» **Supplied records**:
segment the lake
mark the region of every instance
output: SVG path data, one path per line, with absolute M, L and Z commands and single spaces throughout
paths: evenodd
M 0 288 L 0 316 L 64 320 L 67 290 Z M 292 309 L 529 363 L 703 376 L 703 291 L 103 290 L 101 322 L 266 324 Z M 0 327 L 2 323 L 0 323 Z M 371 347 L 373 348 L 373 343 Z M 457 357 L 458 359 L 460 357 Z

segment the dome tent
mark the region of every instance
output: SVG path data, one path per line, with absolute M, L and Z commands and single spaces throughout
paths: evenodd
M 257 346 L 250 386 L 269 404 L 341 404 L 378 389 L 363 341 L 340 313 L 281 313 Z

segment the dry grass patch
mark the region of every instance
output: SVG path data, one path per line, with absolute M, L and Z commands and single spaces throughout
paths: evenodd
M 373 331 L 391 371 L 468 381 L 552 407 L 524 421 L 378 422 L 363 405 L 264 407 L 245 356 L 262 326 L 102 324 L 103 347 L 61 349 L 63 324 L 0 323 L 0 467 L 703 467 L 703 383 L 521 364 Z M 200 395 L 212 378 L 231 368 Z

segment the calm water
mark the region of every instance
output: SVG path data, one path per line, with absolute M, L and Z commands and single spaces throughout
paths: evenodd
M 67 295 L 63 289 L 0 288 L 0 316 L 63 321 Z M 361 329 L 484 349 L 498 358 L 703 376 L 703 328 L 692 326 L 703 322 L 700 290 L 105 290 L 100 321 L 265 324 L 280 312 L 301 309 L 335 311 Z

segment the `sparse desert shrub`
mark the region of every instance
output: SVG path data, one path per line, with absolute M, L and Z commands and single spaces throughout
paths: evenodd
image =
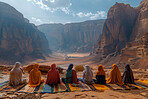
M 79 71 L 83 71 L 84 70 L 84 66 L 83 65 L 76 65 L 75 66 L 75 71 L 79 72 Z

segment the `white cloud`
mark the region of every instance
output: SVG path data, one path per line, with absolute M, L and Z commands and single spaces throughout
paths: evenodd
M 83 13 L 83 12 L 79 12 L 79 13 L 76 13 L 76 15 L 78 17 L 80 17 L 80 18 L 89 17 L 91 20 L 95 20 L 95 19 L 99 19 L 99 18 L 106 18 L 107 13 L 105 11 L 97 11 L 97 13 L 92 13 L 92 12 Z
M 27 1 L 40 6 L 41 9 L 48 10 L 50 12 L 61 10 L 66 14 L 70 13 L 69 7 L 72 5 L 70 0 L 27 0 Z
M 90 19 L 95 20 L 98 18 L 106 18 L 106 12 L 105 11 L 97 11 L 97 13 L 93 14 Z
M 91 12 L 89 12 L 89 13 L 79 12 L 76 15 L 82 18 L 82 17 L 89 17 L 92 15 L 92 13 Z
M 37 19 L 35 17 L 31 17 L 32 21 L 35 21 L 37 23 L 42 23 L 41 19 Z

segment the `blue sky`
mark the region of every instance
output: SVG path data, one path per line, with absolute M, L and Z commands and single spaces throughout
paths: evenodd
M 116 2 L 139 6 L 142 0 L 0 0 L 8 3 L 31 23 L 71 23 L 106 19 Z

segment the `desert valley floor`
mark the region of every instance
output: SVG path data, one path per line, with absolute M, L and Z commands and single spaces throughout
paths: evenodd
M 33 63 L 39 63 L 41 65 L 51 65 L 52 63 L 55 63 L 57 66 L 61 66 L 64 69 L 68 67 L 70 63 L 73 63 L 74 65 L 85 65 L 88 64 L 94 74 L 97 71 L 98 63 L 94 63 L 91 61 L 92 56 L 89 56 L 89 53 L 70 53 L 67 54 L 69 57 L 68 60 L 65 60 L 65 54 L 56 53 L 53 54 L 50 58 L 46 58 L 46 60 L 36 60 L 31 63 L 27 64 L 33 64 Z M 24 65 L 24 66 L 27 66 Z M 110 67 L 107 67 L 105 69 L 106 77 L 109 76 L 110 73 Z M 123 73 L 124 69 L 120 69 L 121 74 Z M 135 79 L 144 79 L 148 80 L 148 69 L 133 69 L 134 72 L 134 78 Z M 5 79 L 8 79 L 9 72 L 0 70 L 0 81 L 4 81 Z M 82 77 L 82 72 L 77 73 L 78 77 Z M 28 73 L 24 73 L 24 78 L 28 79 Z M 65 76 L 65 70 L 63 74 L 60 74 L 60 77 Z M 42 75 L 42 78 L 46 80 L 46 75 Z M 17 92 L 1 92 L 1 96 L 10 98 L 10 97 L 17 97 L 20 96 L 22 93 Z M 62 93 L 56 93 L 56 94 L 25 94 L 25 97 L 35 97 L 35 98 L 43 98 L 43 99 L 147 99 L 148 98 L 148 90 L 147 89 L 135 89 L 135 90 L 100 90 L 100 91 L 75 91 L 75 92 L 62 92 Z

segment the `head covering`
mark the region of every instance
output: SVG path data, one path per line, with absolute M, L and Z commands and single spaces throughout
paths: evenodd
M 98 71 L 97 71 L 96 75 L 105 75 L 104 68 L 101 64 L 98 66 Z
M 20 69 L 20 62 L 16 62 L 15 66 L 10 71 L 9 84 L 12 86 L 17 86 L 22 84 L 22 70 Z
M 129 64 L 126 64 L 126 66 L 125 66 L 125 70 L 123 73 L 123 82 L 130 83 L 130 84 L 134 83 L 133 72 L 132 72 Z
M 73 64 L 70 64 L 69 67 L 68 67 L 68 69 L 67 69 L 67 71 L 72 70 L 72 68 L 73 68 Z
M 123 85 L 121 73 L 116 64 L 113 64 L 107 83 Z
M 56 64 L 51 65 L 51 69 L 48 71 L 46 84 L 58 84 L 61 83 L 59 71 L 56 70 Z
M 39 86 L 41 83 L 41 72 L 39 71 L 39 64 L 35 63 L 29 75 L 29 86 Z
M 83 71 L 83 79 L 85 83 L 91 83 L 93 78 L 93 72 L 88 65 L 85 65 L 85 70 Z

» **Exercise**: Reproduce all of the rows above word for word, leaving out the pictures.

» **Result below**:
segment the lake
mark the region of every instance
output: SVG path data, one path per line, with absolute M, L and Z commands and single spaces throughout
paths: evenodd
M 0 288 L 0 316 L 64 320 L 67 290 Z M 292 309 L 529 363 L 703 376 L 703 291 L 103 290 L 101 322 L 266 324 Z M 0 327 L 2 323 L 0 323 Z M 371 347 L 373 348 L 373 343 Z M 457 357 L 458 359 L 460 357 Z

segment the dome tent
mark the region of every instance
output: SVG path data, one path per line, with absolute M, L and Z commands and single spaces throughout
paths: evenodd
M 257 346 L 250 386 L 269 404 L 341 404 L 378 389 L 363 341 L 340 313 L 281 313 Z

segment the dry grass patch
mark the region of every instance
output: SVG path data, one path per line, with absolute M, L and Z commands and single spaces throughout
paths: evenodd
M 373 331 L 391 371 L 468 381 L 552 407 L 524 421 L 378 422 L 363 405 L 264 407 L 245 356 L 262 326 L 102 324 L 103 347 L 61 349 L 63 324 L 0 323 L 0 467 L 703 467 L 703 383 L 521 364 Z M 200 395 L 212 378 L 231 368 Z

segment the calm water
mark the region of every instance
output: SVG path data, one path per line, with absolute M, L and Z commands and single spaces throughout
paths: evenodd
M 67 295 L 63 289 L 0 288 L 0 316 L 63 321 Z M 361 329 L 484 349 L 498 358 L 703 376 L 703 328 L 692 326 L 703 322 L 700 290 L 105 290 L 100 321 L 265 324 L 280 312 L 301 309 L 335 311 Z

segment the `sparse desert shrub`
mark the region of every instance
output: SVG path data, one path per line, with absolute M, L and Z commands and single spaces throughout
paths: evenodd
image =
M 79 71 L 83 71 L 84 70 L 84 66 L 83 65 L 76 65 L 75 66 L 75 71 L 79 72 Z

segment the `white cloud`
mark the region of every instance
output: SVG path data, one path per line, with absolute M, L and Z commands and single spaces throughout
paths: evenodd
M 83 13 L 83 12 L 79 12 L 79 13 L 76 13 L 76 15 L 78 17 L 80 17 L 80 18 L 89 17 L 91 20 L 95 20 L 95 19 L 99 19 L 99 18 L 106 18 L 107 13 L 105 11 L 97 11 L 97 13 L 92 13 L 92 12 Z
M 27 1 L 40 6 L 41 9 L 48 10 L 50 12 L 61 10 L 66 14 L 70 13 L 69 7 L 72 5 L 70 0 L 27 0 Z
M 90 19 L 95 20 L 98 18 L 106 18 L 106 12 L 105 11 L 97 11 L 97 13 L 93 14 Z
M 91 12 L 89 12 L 89 13 L 79 12 L 76 15 L 82 18 L 82 17 L 89 17 L 92 15 L 92 13 Z
M 37 19 L 35 17 L 31 17 L 32 21 L 35 21 L 37 23 L 42 23 L 41 19 Z

segment the `blue sky`
mark the region of every instance
output: SVG path data, one path per line, with absolute M, L and Z commands and single spaces throughout
paths: evenodd
M 116 2 L 139 6 L 142 0 L 0 0 L 8 3 L 31 23 L 71 23 L 106 19 Z

segment the `desert valley floor`
mark the region of every instance
output: SVG path data, one path per line, with absolute M, L and Z commands and single spaces throughout
paths: evenodd
M 33 63 L 39 63 L 41 65 L 51 65 L 52 63 L 55 63 L 57 66 L 61 66 L 64 69 L 68 67 L 70 63 L 73 63 L 74 65 L 85 65 L 88 64 L 94 74 L 97 71 L 98 63 L 94 63 L 91 61 L 92 56 L 89 56 L 89 53 L 70 53 L 67 54 L 69 57 L 68 60 L 65 60 L 65 54 L 56 53 L 53 54 L 50 58 L 46 58 L 46 60 L 36 60 L 31 63 L 27 64 L 33 64 Z M 24 65 L 24 66 L 27 66 Z M 110 67 L 107 67 L 105 69 L 106 77 L 109 76 L 110 73 Z M 123 73 L 124 69 L 120 69 L 121 74 Z M 135 79 L 144 79 L 148 80 L 148 69 L 133 69 L 134 72 L 134 78 Z M 5 79 L 8 79 L 9 72 L 0 70 L 0 81 L 4 81 Z M 82 77 L 82 72 L 77 73 L 78 77 Z M 28 73 L 24 73 L 24 78 L 28 79 Z M 65 76 L 65 70 L 63 74 L 60 74 L 60 77 Z M 42 75 L 42 78 L 46 80 L 46 75 Z M 17 92 L 1 92 L 1 96 L 10 98 L 10 97 L 17 97 L 20 96 L 22 93 Z M 62 93 L 56 93 L 56 94 L 25 94 L 25 97 L 35 97 L 35 98 L 43 98 L 43 99 L 147 99 L 148 98 L 148 90 L 147 89 L 135 89 L 135 90 L 100 90 L 100 91 L 75 91 L 75 92 L 62 92 Z

segment the `head covering`
mark the region of every instance
output: SVG path data, one path per line, with absolute M, L and Z commands and single spaces throughout
paths: evenodd
M 98 71 L 97 71 L 96 75 L 105 75 L 104 68 L 101 64 L 98 66 Z
M 20 69 L 20 62 L 16 62 L 15 66 L 10 71 L 9 84 L 12 86 L 17 86 L 22 84 L 22 70 Z
M 129 64 L 126 64 L 126 66 L 125 66 L 125 70 L 123 73 L 123 82 L 130 83 L 130 84 L 134 83 L 133 72 L 132 72 Z
M 73 64 L 70 64 L 69 67 L 68 67 L 68 69 L 67 69 L 67 71 L 72 70 L 72 68 L 73 68 Z
M 123 85 L 121 73 L 116 64 L 113 64 L 107 83 Z
M 56 64 L 51 65 L 51 69 L 48 71 L 46 84 L 58 84 L 61 83 L 59 71 L 56 70 Z
M 39 86 L 41 83 L 41 72 L 39 71 L 39 64 L 35 63 L 29 75 L 29 86 Z
M 83 71 L 83 79 L 85 83 L 91 83 L 93 78 L 93 72 L 88 65 L 85 65 L 85 70 Z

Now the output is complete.